Among the records below, find each line that includes the string "brimmed" and copy it.

→ **Supplied data**
━━━━━━━━━━

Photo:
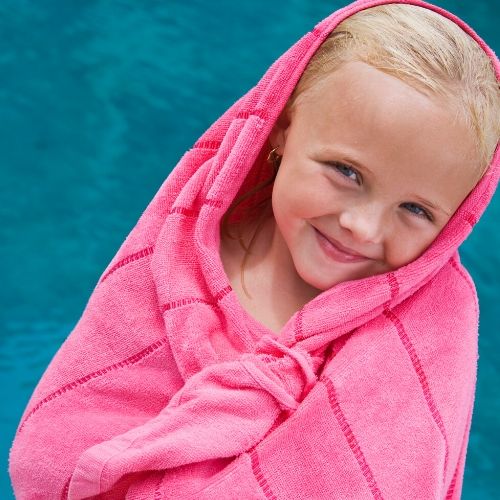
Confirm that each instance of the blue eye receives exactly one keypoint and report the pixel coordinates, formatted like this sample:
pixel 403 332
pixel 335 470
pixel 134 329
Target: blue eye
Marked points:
pixel 346 171
pixel 420 212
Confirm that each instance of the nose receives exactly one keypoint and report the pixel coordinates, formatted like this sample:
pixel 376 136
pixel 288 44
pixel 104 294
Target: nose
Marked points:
pixel 365 222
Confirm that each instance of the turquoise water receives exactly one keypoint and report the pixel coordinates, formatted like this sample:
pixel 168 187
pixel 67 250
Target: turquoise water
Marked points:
pixel 90 96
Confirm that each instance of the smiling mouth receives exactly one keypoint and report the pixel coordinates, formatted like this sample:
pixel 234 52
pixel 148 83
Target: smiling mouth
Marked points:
pixel 335 252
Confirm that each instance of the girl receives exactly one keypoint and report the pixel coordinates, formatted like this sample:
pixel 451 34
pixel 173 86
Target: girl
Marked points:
pixel 343 363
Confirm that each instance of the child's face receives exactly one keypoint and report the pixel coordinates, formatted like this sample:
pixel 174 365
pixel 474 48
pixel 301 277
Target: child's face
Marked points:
pixel 397 148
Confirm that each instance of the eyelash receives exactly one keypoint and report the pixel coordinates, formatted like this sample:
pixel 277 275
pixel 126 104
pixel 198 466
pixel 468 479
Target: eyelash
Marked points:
pixel 338 166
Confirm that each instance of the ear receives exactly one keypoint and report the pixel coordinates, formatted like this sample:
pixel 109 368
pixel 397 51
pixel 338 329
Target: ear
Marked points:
pixel 277 136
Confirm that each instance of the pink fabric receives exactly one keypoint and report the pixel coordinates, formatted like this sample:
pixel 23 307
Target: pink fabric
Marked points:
pixel 168 388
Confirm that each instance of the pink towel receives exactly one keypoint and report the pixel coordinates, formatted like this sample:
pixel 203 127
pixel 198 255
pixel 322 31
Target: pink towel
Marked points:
pixel 168 388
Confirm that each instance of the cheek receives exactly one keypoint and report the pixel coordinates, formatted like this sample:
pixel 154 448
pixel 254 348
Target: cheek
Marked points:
pixel 304 196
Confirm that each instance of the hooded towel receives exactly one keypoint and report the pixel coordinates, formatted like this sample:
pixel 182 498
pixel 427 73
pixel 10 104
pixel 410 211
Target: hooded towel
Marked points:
pixel 168 388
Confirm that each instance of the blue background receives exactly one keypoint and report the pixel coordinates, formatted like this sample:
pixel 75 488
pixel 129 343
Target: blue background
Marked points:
pixel 99 101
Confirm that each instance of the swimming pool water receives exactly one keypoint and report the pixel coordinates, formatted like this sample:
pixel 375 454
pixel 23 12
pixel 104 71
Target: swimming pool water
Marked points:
pixel 91 94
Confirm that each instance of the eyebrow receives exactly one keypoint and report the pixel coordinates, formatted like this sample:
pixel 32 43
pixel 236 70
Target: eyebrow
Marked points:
pixel 419 198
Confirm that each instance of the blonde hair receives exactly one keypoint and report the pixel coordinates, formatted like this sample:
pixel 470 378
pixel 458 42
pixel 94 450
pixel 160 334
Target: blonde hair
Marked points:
pixel 421 48
pixel 425 50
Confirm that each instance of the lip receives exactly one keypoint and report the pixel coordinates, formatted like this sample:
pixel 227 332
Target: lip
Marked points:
pixel 336 251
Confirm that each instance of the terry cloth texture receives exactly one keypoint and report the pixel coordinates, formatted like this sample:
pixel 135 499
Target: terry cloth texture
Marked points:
pixel 168 388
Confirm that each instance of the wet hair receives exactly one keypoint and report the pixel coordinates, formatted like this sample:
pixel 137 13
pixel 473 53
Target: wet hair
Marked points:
pixel 419 47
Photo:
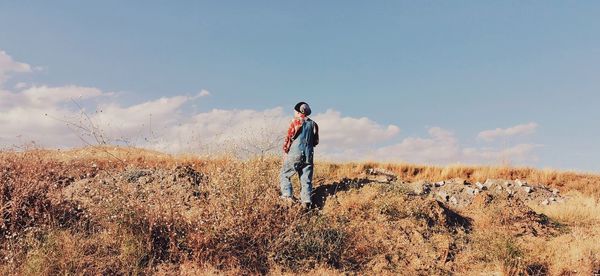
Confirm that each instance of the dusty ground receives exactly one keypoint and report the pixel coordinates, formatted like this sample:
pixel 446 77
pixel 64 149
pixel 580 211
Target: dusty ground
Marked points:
pixel 154 214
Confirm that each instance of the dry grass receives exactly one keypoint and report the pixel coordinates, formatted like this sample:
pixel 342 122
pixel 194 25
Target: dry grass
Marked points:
pixel 83 212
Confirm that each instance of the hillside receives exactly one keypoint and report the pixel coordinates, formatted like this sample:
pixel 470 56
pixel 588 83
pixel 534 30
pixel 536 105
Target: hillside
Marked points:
pixel 131 211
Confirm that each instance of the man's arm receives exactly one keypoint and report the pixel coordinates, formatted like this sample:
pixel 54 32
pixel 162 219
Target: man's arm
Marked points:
pixel 291 134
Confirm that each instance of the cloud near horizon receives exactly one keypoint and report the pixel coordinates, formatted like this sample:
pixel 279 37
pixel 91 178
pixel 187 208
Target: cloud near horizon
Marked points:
pixel 518 130
pixel 73 116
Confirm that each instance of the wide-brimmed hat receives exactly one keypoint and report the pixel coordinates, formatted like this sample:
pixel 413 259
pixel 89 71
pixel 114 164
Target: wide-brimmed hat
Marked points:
pixel 303 108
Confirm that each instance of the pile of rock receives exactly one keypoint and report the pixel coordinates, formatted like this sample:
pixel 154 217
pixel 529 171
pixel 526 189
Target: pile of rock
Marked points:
pixel 460 193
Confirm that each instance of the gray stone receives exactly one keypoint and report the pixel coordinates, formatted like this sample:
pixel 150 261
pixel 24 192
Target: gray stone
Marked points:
pixel 545 202
pixel 471 191
pixel 518 183
pixel 443 195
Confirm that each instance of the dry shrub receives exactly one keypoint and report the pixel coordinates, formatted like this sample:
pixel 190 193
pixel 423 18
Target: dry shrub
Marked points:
pixel 129 211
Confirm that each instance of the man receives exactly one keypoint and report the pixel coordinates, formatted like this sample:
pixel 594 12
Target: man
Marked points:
pixel 302 137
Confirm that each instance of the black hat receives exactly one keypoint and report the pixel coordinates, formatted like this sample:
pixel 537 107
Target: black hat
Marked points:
pixel 303 108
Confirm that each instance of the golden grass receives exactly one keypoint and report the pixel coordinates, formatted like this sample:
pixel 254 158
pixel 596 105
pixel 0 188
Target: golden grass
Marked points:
pixel 71 212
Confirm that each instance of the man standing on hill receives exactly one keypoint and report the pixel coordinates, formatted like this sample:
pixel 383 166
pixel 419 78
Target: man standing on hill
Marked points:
pixel 302 137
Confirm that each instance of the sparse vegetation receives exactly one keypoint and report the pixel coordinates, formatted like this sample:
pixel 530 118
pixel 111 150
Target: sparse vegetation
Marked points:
pixel 129 211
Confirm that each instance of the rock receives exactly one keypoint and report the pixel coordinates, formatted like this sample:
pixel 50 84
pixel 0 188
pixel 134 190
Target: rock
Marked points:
pixel 383 174
pixel 472 192
pixel 443 195
pixel 453 201
pixel 545 202
pixel 518 183
pixel 481 186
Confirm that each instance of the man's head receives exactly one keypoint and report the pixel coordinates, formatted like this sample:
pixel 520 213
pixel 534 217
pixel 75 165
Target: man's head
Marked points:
pixel 303 108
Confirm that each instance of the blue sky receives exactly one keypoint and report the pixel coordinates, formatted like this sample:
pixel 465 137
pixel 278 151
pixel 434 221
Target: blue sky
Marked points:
pixel 463 66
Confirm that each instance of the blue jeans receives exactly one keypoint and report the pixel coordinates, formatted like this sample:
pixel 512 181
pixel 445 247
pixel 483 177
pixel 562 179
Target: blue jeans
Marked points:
pixel 294 163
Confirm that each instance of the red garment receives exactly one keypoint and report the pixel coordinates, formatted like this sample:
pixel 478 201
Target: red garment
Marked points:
pixel 292 131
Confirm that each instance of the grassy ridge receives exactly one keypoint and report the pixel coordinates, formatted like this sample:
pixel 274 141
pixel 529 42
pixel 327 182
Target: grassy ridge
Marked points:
pixel 130 211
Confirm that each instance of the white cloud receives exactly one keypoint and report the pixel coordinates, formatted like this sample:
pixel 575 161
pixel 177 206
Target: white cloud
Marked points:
pixel 521 154
pixel 49 116
pixel 8 65
pixel 523 129
pixel 352 132
pixel 204 93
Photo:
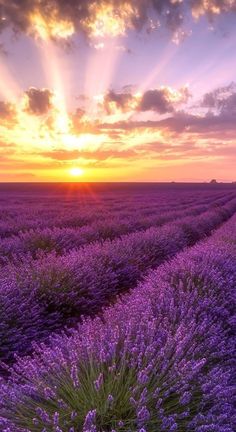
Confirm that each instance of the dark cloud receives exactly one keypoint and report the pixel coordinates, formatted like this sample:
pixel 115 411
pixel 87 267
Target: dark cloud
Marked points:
pixel 82 13
pixel 39 101
pixel 222 99
pixel 178 123
pixel 120 100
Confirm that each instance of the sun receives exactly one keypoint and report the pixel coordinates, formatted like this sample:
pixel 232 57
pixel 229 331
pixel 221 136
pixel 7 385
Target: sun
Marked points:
pixel 76 172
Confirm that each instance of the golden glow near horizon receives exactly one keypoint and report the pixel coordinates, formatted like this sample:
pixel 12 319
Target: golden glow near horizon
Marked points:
pixel 76 172
pixel 140 131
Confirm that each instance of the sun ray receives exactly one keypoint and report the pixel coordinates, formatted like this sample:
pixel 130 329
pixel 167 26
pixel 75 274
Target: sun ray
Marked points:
pixel 9 88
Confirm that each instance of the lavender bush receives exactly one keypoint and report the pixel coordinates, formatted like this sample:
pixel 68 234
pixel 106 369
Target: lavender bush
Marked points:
pixel 43 295
pixel 161 359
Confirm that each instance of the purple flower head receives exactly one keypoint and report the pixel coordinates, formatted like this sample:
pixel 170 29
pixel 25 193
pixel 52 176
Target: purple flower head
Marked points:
pixel 99 381
pixel 89 423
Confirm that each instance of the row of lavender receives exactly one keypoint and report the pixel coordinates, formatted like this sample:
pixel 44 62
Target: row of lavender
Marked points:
pixel 161 359
pixel 41 296
pixel 61 240
pixel 26 212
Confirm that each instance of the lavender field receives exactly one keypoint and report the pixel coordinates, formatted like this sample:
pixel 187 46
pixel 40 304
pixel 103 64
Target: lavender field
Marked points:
pixel 117 307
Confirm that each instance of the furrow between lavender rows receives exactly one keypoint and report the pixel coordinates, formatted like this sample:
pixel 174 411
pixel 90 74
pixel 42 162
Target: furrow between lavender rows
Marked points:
pixel 42 296
pixel 160 359
pixel 29 215
pixel 31 243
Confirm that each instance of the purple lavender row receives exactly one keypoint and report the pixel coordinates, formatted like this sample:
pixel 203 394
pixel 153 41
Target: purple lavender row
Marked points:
pixel 22 215
pixel 61 240
pixel 161 359
pixel 42 296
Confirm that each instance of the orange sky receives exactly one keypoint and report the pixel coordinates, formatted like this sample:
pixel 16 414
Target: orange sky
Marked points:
pixel 114 95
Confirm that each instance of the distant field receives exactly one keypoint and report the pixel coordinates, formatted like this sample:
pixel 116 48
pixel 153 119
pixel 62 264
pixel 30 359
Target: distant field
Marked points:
pixel 116 307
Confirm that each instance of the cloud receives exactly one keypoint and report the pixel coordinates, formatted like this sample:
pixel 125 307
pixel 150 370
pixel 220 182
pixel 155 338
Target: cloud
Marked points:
pixel 97 155
pixel 161 100
pixel 222 99
pixel 38 101
pixel 155 100
pixel 7 114
pixel 212 7
pixel 60 19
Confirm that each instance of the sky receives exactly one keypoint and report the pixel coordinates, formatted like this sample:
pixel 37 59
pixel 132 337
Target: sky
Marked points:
pixel 117 90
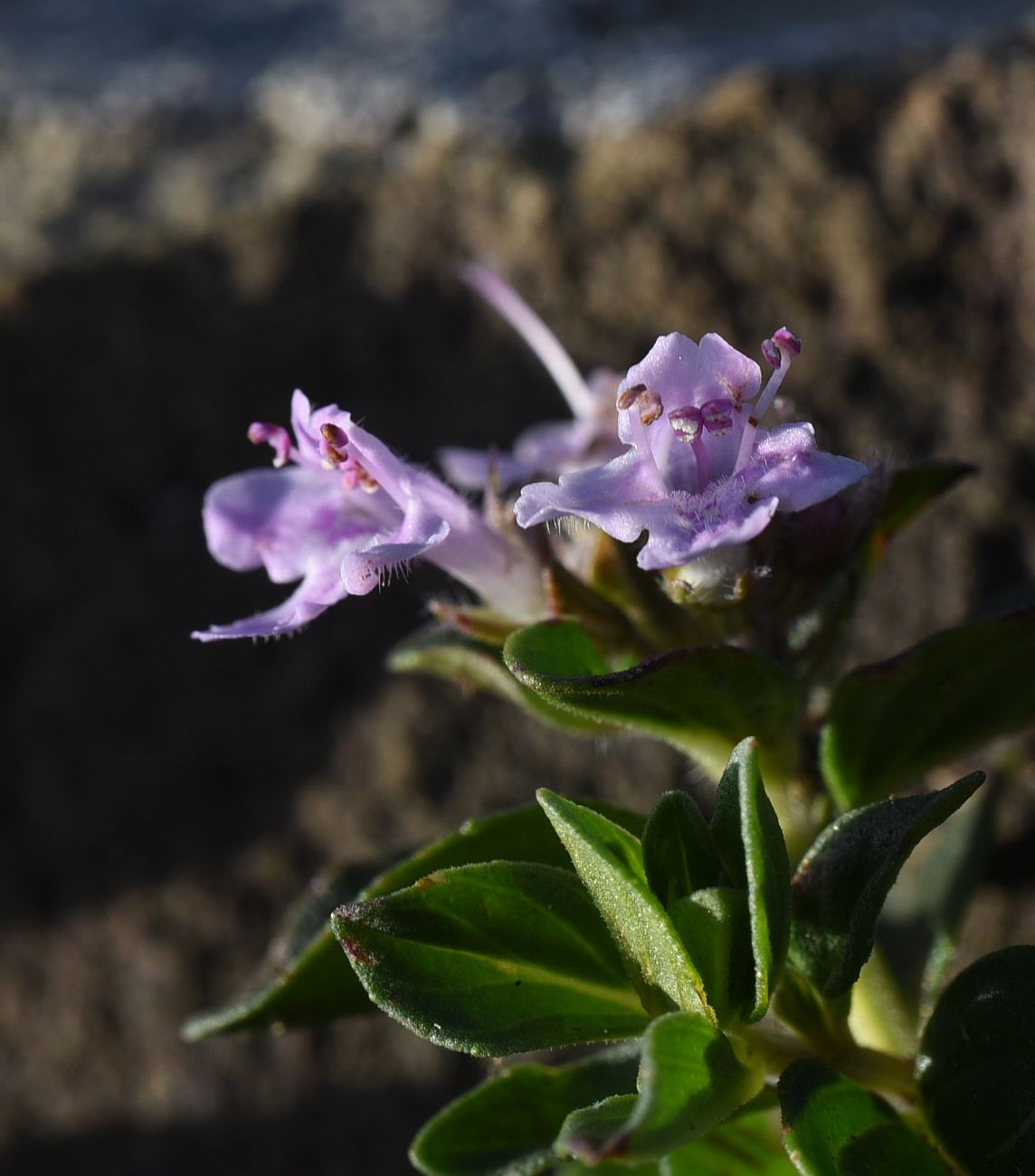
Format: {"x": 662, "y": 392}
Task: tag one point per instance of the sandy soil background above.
{"x": 165, "y": 801}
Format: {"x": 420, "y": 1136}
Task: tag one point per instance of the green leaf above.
{"x": 307, "y": 980}
{"x": 751, "y": 846}
{"x": 890, "y": 722}
{"x": 611, "y": 863}
{"x": 574, "y": 1168}
{"x": 834, "y": 1127}
{"x": 493, "y": 959}
{"x": 678, "y": 851}
{"x": 842, "y": 881}
{"x": 473, "y": 665}
{"x": 507, "y": 1125}
{"x": 689, "y": 1080}
{"x": 714, "y": 925}
{"x": 909, "y": 490}
{"x": 747, "y": 1145}
{"x": 976, "y": 1065}
{"x": 304, "y": 980}
{"x": 702, "y": 700}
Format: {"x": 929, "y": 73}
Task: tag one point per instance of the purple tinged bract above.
{"x": 698, "y": 473}
{"x": 553, "y": 447}
{"x": 339, "y": 513}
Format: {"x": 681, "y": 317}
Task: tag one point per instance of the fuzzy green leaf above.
{"x": 309, "y": 981}
{"x": 714, "y": 925}
{"x": 689, "y": 1080}
{"x": 751, "y": 846}
{"x": 702, "y": 700}
{"x": 745, "y": 1145}
{"x": 842, "y": 881}
{"x": 976, "y": 1065}
{"x": 890, "y": 722}
{"x": 834, "y": 1127}
{"x": 610, "y": 862}
{"x": 678, "y": 851}
{"x": 494, "y": 959}
{"x": 507, "y": 1125}
{"x": 473, "y": 665}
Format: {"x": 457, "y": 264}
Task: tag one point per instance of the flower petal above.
{"x": 725, "y": 516}
{"x": 278, "y": 517}
{"x": 317, "y": 593}
{"x": 612, "y": 497}
{"x": 364, "y": 568}
{"x": 795, "y": 471}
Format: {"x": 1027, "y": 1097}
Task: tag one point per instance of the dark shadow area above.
{"x": 320, "y": 1136}
{"x": 129, "y": 387}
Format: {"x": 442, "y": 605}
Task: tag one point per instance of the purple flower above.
{"x": 339, "y": 513}
{"x": 698, "y": 473}
{"x": 556, "y": 446}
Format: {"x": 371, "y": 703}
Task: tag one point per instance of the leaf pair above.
{"x": 726, "y": 887}
{"x": 889, "y": 724}
{"x": 525, "y": 1121}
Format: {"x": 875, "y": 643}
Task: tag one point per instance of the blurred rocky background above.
{"x": 206, "y": 204}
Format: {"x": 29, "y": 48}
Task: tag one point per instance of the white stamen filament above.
{"x": 757, "y": 411}
{"x": 540, "y": 339}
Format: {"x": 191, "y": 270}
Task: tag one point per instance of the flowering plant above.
{"x": 726, "y": 967}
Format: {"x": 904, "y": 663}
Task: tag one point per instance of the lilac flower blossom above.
{"x": 698, "y": 473}
{"x": 339, "y": 512}
{"x": 554, "y": 447}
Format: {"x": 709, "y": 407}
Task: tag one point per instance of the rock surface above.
{"x": 171, "y": 799}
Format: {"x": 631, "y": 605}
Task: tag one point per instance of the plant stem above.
{"x": 870, "y": 1067}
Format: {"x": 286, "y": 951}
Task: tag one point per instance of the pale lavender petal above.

━━━━━━━━━━

→ **Answer space**
Confirm that each instance of the wide-brimmed hat receives exactly one keypoint and report the pixel coordinates, formatted like this sample:
Target: wide-brimmed hat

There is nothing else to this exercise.